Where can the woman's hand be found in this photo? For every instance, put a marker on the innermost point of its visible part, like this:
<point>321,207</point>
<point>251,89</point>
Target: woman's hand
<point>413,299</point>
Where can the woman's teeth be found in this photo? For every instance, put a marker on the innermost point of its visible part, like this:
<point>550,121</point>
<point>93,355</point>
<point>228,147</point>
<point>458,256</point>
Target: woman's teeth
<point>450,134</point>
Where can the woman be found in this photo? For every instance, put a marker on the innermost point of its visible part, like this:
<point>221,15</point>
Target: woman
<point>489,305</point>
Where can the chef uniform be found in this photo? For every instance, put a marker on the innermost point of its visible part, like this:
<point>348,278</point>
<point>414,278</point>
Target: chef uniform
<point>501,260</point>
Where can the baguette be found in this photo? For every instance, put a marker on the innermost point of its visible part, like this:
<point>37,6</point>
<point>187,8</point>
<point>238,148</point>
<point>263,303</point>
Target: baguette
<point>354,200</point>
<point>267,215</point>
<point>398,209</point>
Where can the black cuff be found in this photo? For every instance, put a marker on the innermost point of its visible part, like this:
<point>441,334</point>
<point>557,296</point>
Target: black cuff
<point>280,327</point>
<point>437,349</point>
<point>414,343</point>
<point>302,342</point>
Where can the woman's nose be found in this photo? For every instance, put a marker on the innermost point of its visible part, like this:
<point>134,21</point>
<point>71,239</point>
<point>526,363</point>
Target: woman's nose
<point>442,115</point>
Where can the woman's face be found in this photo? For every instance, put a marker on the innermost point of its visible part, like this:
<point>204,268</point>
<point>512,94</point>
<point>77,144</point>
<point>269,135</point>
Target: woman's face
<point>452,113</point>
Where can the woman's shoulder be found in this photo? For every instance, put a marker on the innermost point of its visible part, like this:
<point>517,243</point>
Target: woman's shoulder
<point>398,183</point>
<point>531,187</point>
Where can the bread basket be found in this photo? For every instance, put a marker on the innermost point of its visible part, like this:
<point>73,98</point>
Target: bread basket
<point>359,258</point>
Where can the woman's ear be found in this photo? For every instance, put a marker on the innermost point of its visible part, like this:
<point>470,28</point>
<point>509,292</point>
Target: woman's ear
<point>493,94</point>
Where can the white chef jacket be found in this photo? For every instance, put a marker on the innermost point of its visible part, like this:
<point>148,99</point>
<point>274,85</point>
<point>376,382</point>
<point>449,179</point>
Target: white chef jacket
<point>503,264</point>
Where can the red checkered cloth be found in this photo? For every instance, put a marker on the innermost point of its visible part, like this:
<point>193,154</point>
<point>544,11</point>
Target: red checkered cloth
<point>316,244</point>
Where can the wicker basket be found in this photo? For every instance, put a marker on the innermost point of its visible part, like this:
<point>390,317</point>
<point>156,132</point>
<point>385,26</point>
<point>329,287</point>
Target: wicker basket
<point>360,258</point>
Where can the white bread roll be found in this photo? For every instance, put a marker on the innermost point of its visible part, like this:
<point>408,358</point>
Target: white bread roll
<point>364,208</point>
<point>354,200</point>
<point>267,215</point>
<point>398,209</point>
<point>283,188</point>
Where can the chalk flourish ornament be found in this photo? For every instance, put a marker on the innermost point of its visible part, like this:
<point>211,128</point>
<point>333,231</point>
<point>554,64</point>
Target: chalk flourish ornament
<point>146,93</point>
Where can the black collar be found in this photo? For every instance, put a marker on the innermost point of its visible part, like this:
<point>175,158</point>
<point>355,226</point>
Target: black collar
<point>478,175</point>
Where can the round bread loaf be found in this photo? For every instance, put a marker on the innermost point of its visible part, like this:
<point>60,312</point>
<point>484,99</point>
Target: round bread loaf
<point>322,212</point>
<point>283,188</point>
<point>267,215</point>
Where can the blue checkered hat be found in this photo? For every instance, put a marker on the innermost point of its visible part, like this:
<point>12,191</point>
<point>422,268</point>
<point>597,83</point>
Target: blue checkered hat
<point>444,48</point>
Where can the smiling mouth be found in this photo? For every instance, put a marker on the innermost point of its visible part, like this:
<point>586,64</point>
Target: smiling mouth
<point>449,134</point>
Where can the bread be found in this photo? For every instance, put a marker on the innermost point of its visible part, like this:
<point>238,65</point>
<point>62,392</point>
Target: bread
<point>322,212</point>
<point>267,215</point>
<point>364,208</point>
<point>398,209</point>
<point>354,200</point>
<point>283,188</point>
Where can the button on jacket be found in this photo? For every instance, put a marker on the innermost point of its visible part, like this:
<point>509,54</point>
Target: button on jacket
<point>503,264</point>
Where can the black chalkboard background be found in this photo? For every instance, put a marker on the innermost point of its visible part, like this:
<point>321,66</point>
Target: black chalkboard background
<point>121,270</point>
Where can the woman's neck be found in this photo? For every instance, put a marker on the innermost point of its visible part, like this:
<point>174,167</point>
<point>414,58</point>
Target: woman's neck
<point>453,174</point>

#####

• WHAT YOU SHOULD DO: Write out every entry again exactly, please, with nothing missing.

• EXERCISE RESPONSE:
Where can the woman's hand be found in this photo? For every instance, put a marker on the innermost point of its visible part, like this:
<point>321,207</point>
<point>251,89</point>
Target: woman's hand
<point>413,299</point>
Where can the woman's teeth be found in this photo? For every instance, put a marker on the innermost point of its visible part, like this:
<point>550,121</point>
<point>93,355</point>
<point>228,147</point>
<point>458,256</point>
Target: woman's teeth
<point>450,134</point>
Where can the woman be found in this photo? For every instance, put a marker on the innermost point of its visible part, like this:
<point>221,15</point>
Target: woman
<point>489,305</point>
Where can the chef uniform be found in this photo? For every instance, put a marker on the innermost point of its visible part, like this:
<point>348,278</point>
<point>414,278</point>
Target: chef uniform
<point>501,260</point>
Where can the baguette be found in this photo? For every instance, put a marker on the innermost point of its visible part, like this:
<point>37,6</point>
<point>187,8</point>
<point>238,148</point>
<point>263,303</point>
Target: baguette
<point>354,200</point>
<point>267,215</point>
<point>398,209</point>
Where can the black cuff be found in this photo? For every instance, put a marker on the innermost point of its visible part, like this:
<point>441,334</point>
<point>557,296</point>
Target: black cuff
<point>280,327</point>
<point>437,349</point>
<point>414,343</point>
<point>302,342</point>
Where can the woman's nose be found in this photo? For every instance, put a marker on the innermost point of its visible part, like this:
<point>134,21</point>
<point>71,239</point>
<point>526,363</point>
Target: woman's nose
<point>442,115</point>
Where can the woman's face be found in this photo? For every instance, put a marker on the innermost point of its visible part, like this:
<point>204,268</point>
<point>512,94</point>
<point>77,144</point>
<point>269,135</point>
Target: woman's face
<point>452,113</point>
Where can the woman's shoulder be found in this photo? For every instance, put a marker on the innermost point of its visible part, like this:
<point>517,243</point>
Target: woman's shoulder
<point>398,183</point>
<point>531,187</point>
Where can the bread basket be found in this photo? For every instance, put a marker on the innermost point of its visible part, like this:
<point>73,98</point>
Target: bread basket
<point>359,258</point>
Where can the woman's ear be found in this photo? For every instance, put a marker on the innermost point of its visible part, like this:
<point>470,28</point>
<point>509,292</point>
Target: woman's ear
<point>493,94</point>
Where can the white chef jacket be found in this photo? For every instance, put a marker on the innermost point of its visible part, like this:
<point>148,99</point>
<point>274,85</point>
<point>376,382</point>
<point>449,179</point>
Target: white chef jacket
<point>503,264</point>
Where can the red checkered cloth be found in this photo? For every instance, put a marker on the innermost point of its visible part, like this:
<point>193,154</point>
<point>544,11</point>
Target: red checkered cloth
<point>316,244</point>
Where can the wicker basket be found in this photo? For every instance, put a marker on the innermost point of its visible part, like this:
<point>390,317</point>
<point>156,132</point>
<point>385,26</point>
<point>329,287</point>
Target: wicker basket
<point>360,258</point>
Where can the white bread roll be found in this photo? For every instance, put a marker on the innermost point of its visible part, like this:
<point>408,358</point>
Target: white bread roll
<point>364,208</point>
<point>354,200</point>
<point>267,215</point>
<point>398,209</point>
<point>283,188</point>
Where can the chalk flourish ornament be found in this photo? For every instance, put a marker on the innermost point of its visible part, like this:
<point>211,128</point>
<point>333,231</point>
<point>554,64</point>
Target: chalk flourish ornament
<point>146,93</point>
Where can the black collar be found in this photo? For every instance, put a marker on the innermost point of its visible part, like this:
<point>175,158</point>
<point>355,226</point>
Target: black collar
<point>478,175</point>
Where can the round bread loaf be found in this photo? For every instance, put a marker on the innermost point of its visible part, like this:
<point>60,312</point>
<point>484,99</point>
Target: round bread loaf
<point>322,212</point>
<point>283,188</point>
<point>267,215</point>
Where can the blue checkered hat be found in this photo? For every instance, put a marker on the innermost point of its visible part, like this:
<point>12,191</point>
<point>422,268</point>
<point>597,83</point>
Target: blue checkered hat
<point>444,48</point>
Where can the smiling mouth be found in this photo? For every instance, put a marker on the innermost point of its visible part, like this:
<point>586,64</point>
Target: smiling mouth
<point>449,134</point>
Where can the bread be found in this photo? For every instance, put a marker on the innermost point of its visible part, like this:
<point>238,65</point>
<point>62,392</point>
Target: bread
<point>322,212</point>
<point>267,215</point>
<point>364,208</point>
<point>398,209</point>
<point>354,200</point>
<point>283,188</point>
Where can the button on jacket be found in this photo? For every instance, put a marker on the innermost point of its visible part, like this:
<point>509,54</point>
Target: button on jacket
<point>503,264</point>
Where can the black chalkboard background be found in this photo? For every instance, put a marker on the innermost point of its visible part, like this:
<point>321,66</point>
Target: black chalkboard background
<point>121,270</point>
Where can the woman's neck be found in this photo? For every instance, put a marker on the innermost point of its visible part, like this:
<point>174,167</point>
<point>414,58</point>
Target: woman's neck
<point>453,174</point>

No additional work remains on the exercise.